• TEXT EXCERPT:
== Segment start ==

Relief Is In The Air

Jessica Gamble’s respiratory problems were the inspiration for the business she opened with her husband, John Hugues, in July of this year. In its first four months, Adirondack Breathe Easy Salt Cave in Peru has had about 800 visitors. Gamble believes halotherapy — an alternative treatment that involves breathing salt particles in the air — has increased her quality of life and improved her health.

To deal with the asthma and Chronic Obstructive Pulmonary Disease (COPD) she suffered with for 12 years Gamble took a number of medications and yet, she still ended up in the emergency room a few times each year. She suffered side effects from her medications and started researching alternative therapies. A visit to a salt cave in Vermont a few years ago was such a positive experience she started traveling there twice a week. Convinced the therapy was helping, Hugues suggested they build one in Peru.

The couple researched, designed and constructed a 300-square-foot space on the Bear Swamp Road and imported 20,000 pounds of salt from the Himalayan Mountains. The pink-hued rock is laid in tile form with crushed stone in the flooring and it lines the walls. There is a beautiful salt brick fireplace on the far side of the room. The ceiling is the only part of the room that is not made of salt. An illumination of the night sky in the ceiling allows visitors to relax and enjoy the salt cave environment.

Visitors leave their shoes in the lobby area and slip on paper booties before entering. They then relax in a zero-gravity chair surrounded by dimmed lights and nature-inspired music for a 45-minute session all the while breathing in the salt-infused air. Group sessions are offered as are private rentals. Many customers come in weekly or bi-weekly. Play sessions for children aged 1-9 are held on Sunday mornings.

Halotherapy is believed to be effective because the salt rocks have 84 trace minerals in them and release negative ions that help purify the air. Gamble explained its use traces back centuries. As early as the 1800s it was noted that miners in the Himalayas had less incidence of breathing problems and sickness and it was attributed to the salt.

The therapeutic properties of salt are that it is antibacterial, antiviral, antifungal, antimicrobial, and it is a natural anti-inflammatory. It is thought to be helpful for people with asthma, bronchitis, allergies, COPD, migraines, depression, and anxiety. Halotherapy is a complementary therapy so it is meant to be used in addition to medical treatment. The therapy has been gaining in popularity and has been endorsed by Dr. Mehmet Oz on The Dr. Oz Show, but has not yet been widely endorsed by the medical community although it has been practiced in Europe since the 1840s and for centuries in the Himalayas. Regular visits to the salt cave have helped Gamble, who used to suffer from chronic shortness of breath. “With regular visits to the cave I estimate I am at least 50 percent better,” she said. “It helps with my breathing, pain and inflammation.”

Gamble and Hugues are pleased to be able to offer the treatment that has been so beneficial to their family to members of their community. They believe the technology “builds the immune system, balances pH and electrolytes, reduces pain and inflammation. It is not a cure, but it does help alleviate a lot of symptoms. Medicines have a lot of side effects and this is a natural health benefit.”

== Segment end ==

• PROVIDED DATA:

== Segment start ==

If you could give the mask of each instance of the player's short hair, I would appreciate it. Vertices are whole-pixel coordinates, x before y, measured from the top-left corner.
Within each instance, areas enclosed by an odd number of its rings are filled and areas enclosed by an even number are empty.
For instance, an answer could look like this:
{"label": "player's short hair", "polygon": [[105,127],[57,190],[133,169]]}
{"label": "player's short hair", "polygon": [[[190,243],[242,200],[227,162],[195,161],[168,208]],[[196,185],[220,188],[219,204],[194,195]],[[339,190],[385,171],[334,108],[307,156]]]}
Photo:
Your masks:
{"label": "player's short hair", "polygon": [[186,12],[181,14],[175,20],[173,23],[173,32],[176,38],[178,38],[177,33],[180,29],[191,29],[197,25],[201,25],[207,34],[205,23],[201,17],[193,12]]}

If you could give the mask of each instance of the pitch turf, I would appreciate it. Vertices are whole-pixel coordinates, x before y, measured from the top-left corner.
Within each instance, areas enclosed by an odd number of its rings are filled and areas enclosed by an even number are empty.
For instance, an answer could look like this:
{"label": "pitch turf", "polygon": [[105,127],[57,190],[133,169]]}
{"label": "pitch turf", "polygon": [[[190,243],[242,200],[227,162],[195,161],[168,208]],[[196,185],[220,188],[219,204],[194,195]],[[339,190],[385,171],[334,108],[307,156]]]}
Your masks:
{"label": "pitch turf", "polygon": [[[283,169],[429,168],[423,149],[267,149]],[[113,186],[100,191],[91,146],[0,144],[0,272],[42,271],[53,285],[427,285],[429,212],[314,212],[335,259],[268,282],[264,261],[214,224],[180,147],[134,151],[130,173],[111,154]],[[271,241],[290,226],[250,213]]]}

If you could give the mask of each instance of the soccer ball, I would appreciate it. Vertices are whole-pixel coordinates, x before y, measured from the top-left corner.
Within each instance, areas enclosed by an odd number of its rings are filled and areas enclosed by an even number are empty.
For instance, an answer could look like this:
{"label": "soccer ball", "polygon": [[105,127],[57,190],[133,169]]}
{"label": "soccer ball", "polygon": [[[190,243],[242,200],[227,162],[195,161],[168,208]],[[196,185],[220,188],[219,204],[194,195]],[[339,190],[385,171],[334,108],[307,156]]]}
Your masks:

== Segment end ==

• EXERCISE BRIEF: List every condition the salt cave article names in the sentence beginning "It is thought to be helpful for people with".

• EXERCISE RESPONSE: asthma, bronchitis, allergies, COPD, migraines, depression, anxiety